I have found that women are incredibly supportive if they feel trusted, respected and safe.

Trust her. Let her know by your words and actions that you want to please her and that you trust her with your innermost secrets.

Life is too short to miss the joys of sex and too long to endure its absence.

So, communicate with your husband. And listen to him the way you want him to listen to you. He may not be able to make the words come out of his mouth (I do not know him, of course.) But he has already told you something of his thought processes. And, more to the point, with "wants to feel like a man again" tells you that this implant will give him something that no external support will. Not even the most loving wife.

Men NEED to get that from inside themselves. It is one of our weaknesses. And our strengths.

### INFORMATION SUPPLIED
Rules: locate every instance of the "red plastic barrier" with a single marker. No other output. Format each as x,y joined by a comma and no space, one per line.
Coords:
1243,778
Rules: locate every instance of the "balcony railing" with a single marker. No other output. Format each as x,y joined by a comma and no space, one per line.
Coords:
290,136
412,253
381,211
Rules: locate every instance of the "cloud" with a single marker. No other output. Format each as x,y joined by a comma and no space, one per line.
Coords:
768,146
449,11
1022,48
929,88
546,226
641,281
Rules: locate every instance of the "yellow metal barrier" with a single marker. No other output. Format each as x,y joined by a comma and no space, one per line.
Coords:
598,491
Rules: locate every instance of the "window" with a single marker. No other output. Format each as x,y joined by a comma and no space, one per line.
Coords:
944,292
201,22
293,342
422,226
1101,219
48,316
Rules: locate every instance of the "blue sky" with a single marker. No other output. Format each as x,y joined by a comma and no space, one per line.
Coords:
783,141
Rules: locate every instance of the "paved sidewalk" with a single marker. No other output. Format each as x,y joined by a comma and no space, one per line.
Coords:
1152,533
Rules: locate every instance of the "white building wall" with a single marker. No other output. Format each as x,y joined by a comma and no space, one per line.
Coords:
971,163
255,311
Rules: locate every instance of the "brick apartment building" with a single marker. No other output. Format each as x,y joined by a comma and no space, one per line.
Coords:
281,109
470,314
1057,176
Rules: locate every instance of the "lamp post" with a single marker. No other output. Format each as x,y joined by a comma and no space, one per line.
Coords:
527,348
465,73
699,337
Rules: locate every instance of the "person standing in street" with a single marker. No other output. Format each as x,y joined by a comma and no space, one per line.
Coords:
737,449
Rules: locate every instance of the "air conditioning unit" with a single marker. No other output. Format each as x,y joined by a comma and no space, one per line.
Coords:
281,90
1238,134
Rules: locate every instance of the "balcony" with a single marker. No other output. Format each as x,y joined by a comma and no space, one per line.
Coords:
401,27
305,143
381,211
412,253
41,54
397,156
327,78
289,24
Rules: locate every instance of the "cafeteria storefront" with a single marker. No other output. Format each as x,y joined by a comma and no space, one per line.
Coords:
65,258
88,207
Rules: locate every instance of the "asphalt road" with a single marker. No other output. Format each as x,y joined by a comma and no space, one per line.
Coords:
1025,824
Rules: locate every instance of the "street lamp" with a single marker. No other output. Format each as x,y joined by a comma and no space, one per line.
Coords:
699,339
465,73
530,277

### PROBLEMS TO SOLVE
A. Summarize the marriage advice in two sentences.
B. In the marriage advice, what is life said to be too short and too long for?
The records have nothing to do with the marriage advice.

### RESULTS OF THE TASKS
A. Women are very supportive when they feel trusted, respected and safe, so the reader should communicate with her husband and listen to him the way she wants him to listen to her. His wish to "feel like a man again" shows that the implant will give him something no external support can, because men need to get that from inside themselves.

B. Life is too short to miss the joys of sex and too long to endure its absence.